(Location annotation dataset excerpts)
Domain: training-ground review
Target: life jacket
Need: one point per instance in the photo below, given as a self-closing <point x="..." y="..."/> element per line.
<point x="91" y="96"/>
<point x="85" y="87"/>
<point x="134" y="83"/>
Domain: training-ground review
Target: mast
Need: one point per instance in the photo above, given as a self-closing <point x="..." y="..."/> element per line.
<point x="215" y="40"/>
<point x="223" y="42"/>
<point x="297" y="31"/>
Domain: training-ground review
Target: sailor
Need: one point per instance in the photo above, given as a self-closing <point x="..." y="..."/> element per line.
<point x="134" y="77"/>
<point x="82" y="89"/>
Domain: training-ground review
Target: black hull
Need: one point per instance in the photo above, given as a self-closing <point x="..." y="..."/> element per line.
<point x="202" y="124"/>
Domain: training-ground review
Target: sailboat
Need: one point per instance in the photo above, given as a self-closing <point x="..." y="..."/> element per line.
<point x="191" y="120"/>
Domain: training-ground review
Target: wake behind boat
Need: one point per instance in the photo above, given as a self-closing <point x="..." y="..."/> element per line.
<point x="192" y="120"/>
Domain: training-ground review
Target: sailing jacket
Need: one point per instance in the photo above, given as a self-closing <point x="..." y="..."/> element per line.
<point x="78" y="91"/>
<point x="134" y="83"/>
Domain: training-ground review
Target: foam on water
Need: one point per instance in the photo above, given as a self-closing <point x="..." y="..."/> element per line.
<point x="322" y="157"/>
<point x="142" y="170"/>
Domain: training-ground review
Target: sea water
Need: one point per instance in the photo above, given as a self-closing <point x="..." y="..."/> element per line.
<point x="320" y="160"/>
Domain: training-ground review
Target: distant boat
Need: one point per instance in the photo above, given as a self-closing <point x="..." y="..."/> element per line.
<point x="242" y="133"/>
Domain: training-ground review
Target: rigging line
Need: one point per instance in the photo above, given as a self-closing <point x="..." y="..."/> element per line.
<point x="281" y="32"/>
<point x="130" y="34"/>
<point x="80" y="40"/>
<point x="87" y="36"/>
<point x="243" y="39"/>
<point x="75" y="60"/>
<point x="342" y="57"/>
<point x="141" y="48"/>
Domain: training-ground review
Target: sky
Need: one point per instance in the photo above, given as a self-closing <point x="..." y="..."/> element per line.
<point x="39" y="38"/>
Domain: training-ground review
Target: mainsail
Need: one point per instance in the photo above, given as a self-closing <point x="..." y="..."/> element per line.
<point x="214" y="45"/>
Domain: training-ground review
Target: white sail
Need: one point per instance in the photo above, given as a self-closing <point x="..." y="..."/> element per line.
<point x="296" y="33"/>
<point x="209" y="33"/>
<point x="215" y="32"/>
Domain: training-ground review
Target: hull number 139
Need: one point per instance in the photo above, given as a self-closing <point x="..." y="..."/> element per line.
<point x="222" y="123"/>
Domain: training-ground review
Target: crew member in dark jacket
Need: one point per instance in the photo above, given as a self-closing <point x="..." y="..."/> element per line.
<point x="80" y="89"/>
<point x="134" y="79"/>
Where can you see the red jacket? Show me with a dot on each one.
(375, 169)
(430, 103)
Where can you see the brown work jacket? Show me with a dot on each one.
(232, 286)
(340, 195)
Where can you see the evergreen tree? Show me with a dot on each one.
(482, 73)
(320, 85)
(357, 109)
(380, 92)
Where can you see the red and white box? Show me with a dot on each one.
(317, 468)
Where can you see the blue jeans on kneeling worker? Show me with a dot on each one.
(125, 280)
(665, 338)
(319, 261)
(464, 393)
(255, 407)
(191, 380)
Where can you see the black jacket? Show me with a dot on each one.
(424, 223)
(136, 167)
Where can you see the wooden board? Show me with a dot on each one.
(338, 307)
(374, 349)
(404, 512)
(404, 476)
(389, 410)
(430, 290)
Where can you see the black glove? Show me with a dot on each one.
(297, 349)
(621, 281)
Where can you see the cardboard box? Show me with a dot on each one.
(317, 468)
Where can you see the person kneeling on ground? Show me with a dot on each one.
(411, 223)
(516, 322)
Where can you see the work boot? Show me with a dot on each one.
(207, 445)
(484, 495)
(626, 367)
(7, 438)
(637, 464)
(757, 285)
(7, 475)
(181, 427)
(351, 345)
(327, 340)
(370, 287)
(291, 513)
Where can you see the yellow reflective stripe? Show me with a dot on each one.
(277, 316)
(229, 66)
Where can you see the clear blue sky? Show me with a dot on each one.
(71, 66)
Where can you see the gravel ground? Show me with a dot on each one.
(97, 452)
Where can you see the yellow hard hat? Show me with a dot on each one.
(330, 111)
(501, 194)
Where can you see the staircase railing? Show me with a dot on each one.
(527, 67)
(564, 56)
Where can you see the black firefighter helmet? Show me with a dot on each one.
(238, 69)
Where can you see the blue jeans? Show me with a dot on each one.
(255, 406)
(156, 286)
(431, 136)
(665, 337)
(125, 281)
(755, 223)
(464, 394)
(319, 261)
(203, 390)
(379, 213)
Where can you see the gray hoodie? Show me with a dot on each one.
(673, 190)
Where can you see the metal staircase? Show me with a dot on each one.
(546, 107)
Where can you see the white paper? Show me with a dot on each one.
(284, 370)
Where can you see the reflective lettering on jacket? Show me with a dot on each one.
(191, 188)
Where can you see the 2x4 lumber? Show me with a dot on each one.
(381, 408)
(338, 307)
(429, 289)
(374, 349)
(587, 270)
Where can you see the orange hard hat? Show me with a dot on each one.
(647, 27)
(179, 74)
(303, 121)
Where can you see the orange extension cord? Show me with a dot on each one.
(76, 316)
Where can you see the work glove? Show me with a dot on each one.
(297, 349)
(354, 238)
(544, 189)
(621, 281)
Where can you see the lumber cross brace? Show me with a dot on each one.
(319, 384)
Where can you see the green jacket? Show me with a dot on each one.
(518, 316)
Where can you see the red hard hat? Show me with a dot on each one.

What the exercise asks: Rewrite all the entries, substituting "practice-field review" for every "training-ground review" and leaving everything else unchanged.

The answer:
Domain: practice-field review
Target: life jacket
Need: one point per instance in the photo below, given as a self-closing <point x="..." y="..."/> element per line.
<point x="91" y="96"/>
<point x="85" y="87"/>
<point x="134" y="83"/>
Domain: practice-field review
Target: mast
Need: one point per instance in the photo above, given as a self-closing <point x="..." y="..."/> element per line.
<point x="215" y="40"/>
<point x="223" y="42"/>
<point x="297" y="31"/>
Domain: practice-field review
Target: sailor
Need: one point per instance in the photo above, given as a self-closing <point x="..." y="..."/> element per line.
<point x="134" y="77"/>
<point x="82" y="89"/>
Domain: practice-field review
Target: black hull
Need: one point per instance in the photo above, given as a self-closing <point x="..." y="..."/> element per line.
<point x="202" y="124"/>
Domain: practice-field review
Target: sailboat
Need: one point per instance in the photo above, given as a self-closing <point x="..." y="..."/> element per line.
<point x="191" y="120"/>
Domain: practice-field review
Target: wake behind boat
Need: one point per instance in the photo above, given as a self-closing <point x="..." y="..."/> element per line.
<point x="192" y="120"/>
Domain: practice-field review
Target: sailing jacket
Need: one point per instance in the photo above, given as a self-closing <point x="..." y="..."/> element per line.
<point x="78" y="91"/>
<point x="134" y="83"/>
Domain: practice-field review
Target: foam on water
Need: one point per instance in the photo above, given as a self-closing <point x="..." y="..."/> element per line.
<point x="322" y="157"/>
<point x="142" y="170"/>
Domain: practice-field review
Target: sea water
Need: one point per instance in the photo above, given as a self-closing <point x="..." y="..."/> element per line.
<point x="320" y="160"/>
Domain: practice-field review
Target: distant boat
Need: one point per instance in the photo above, given as a self-closing <point x="..." y="..."/> element per line.
<point x="242" y="133"/>
Domain: practice-field review
Target: rigging line
Need: one point per instance in the photo above, given as a self-closing <point x="..." y="..."/> element per line.
<point x="281" y="32"/>
<point x="130" y="34"/>
<point x="80" y="40"/>
<point x="87" y="36"/>
<point x="243" y="39"/>
<point x="75" y="60"/>
<point x="342" y="57"/>
<point x="141" y="48"/>
Domain: practice-field review
Target: sky
Need: one point per instance in the photo above, given as a self-closing <point x="..." y="..."/> element per line.
<point x="39" y="38"/>
Domain: practice-field review
Target: mainsail
Need: one point per instance in the photo above, given as a self-closing <point x="..." y="..."/> element per line.
<point x="214" y="45"/>
Domain: practice-field review
Target: white sail
Need: one point per instance in the photo above, given as a self-closing <point x="..." y="..."/> element per line.
<point x="296" y="33"/>
<point x="209" y="33"/>
<point x="215" y="32"/>
Domain: practice-field review
Target: hull number 139
Need: one point per instance in the photo above, given as a self-closing <point x="..." y="..."/> element per line.
<point x="222" y="123"/>
Domain: practice-field review
Target: crew member in dark jacket
Need: one point per instance in the photo above, given as a self-closing <point x="..." y="..."/> element per line.
<point x="80" y="89"/>
<point x="134" y="79"/>
Where can you see the red jacket? Show me with a dot on each one.
(375, 169)
(430, 103)
Where can you see the brown work jacket? Show me with a dot on each one.
(232, 286)
(340, 195)
Where can you see the evergreen tree? Show me with a dot on each one.
(482, 73)
(320, 85)
(357, 109)
(380, 92)
Where can you see the red and white box? Show me with a dot on each one.
(317, 468)
Where can you see the blue jeans on kneeling worker? Show me with a dot on each one.
(125, 280)
(665, 338)
(319, 261)
(464, 393)
(255, 407)
(191, 380)
Where can you see the black jacket? Show me with a dot on each one.
(424, 223)
(136, 167)
Where can you see the wooden board? Show me with a dot on each one.
(338, 307)
(374, 349)
(404, 512)
(404, 476)
(389, 410)
(430, 290)
Where can you see the black glove? Show me with a dot on each one.
(297, 349)
(621, 281)
Where can you see the cardboard box? Show me with a dot on each one.
(317, 468)
Where can you see the person kneeling on ground? Show me with a dot on each one.
(411, 223)
(516, 322)
Where can you see the work boot? Show me with a dot on each one.
(207, 445)
(484, 495)
(626, 367)
(7, 438)
(637, 464)
(757, 285)
(7, 475)
(181, 427)
(351, 345)
(327, 340)
(370, 287)
(291, 513)
Where can you see the yellow reflective stripe? Show me with a dot on each one.
(277, 316)
(229, 66)
Where can you see the clear blue sky? Show me with a dot on each one.
(71, 66)
Where can you see the gravel ground? Show me with a dot on each one.
(97, 452)
Where can you see the yellow hard hat? Show me with a dot on each one.
(330, 111)
(501, 194)
Where can you see the staircase railing? Show me with a dot on each one.
(527, 67)
(564, 56)
Where can you see the black firefighter helmet? Show me with a dot on each one.
(238, 69)
Where can you see the blue jeans? Show me with a dot on each one.
(255, 406)
(156, 286)
(431, 136)
(665, 337)
(125, 281)
(755, 223)
(464, 394)
(319, 261)
(203, 390)
(379, 213)
Where can you see the gray hoodie? Show me with a dot on each one.
(673, 190)
Where can you see the metal staircase? Show me with a dot on each one.
(546, 107)
Where can you see the white paper? Show me with a dot on each one.
(284, 370)
Where can you see the reflective lettering on jacket? Show me with a dot on each one.
(191, 188)
Where can you see the 2x4 lumber? Show me with a dot on each one.
(381, 408)
(338, 307)
(429, 289)
(374, 349)
(587, 270)
Where can you see the orange hard hat? Show me with a dot on each one.
(647, 27)
(179, 74)
(303, 121)
Where can you see the orange extension cord? Show me with a dot on each one.
(76, 316)
Where can you see the work glove? Show me with a dot on each one.
(297, 349)
(354, 238)
(544, 189)
(621, 281)
Where can you see the lumber cross brace? Show me with a dot on each one.
(319, 384)
Where can you see the green jacket? Show me with a dot on each one.
(518, 316)
Where can you see the red hard hat? Show me with a dot on each one.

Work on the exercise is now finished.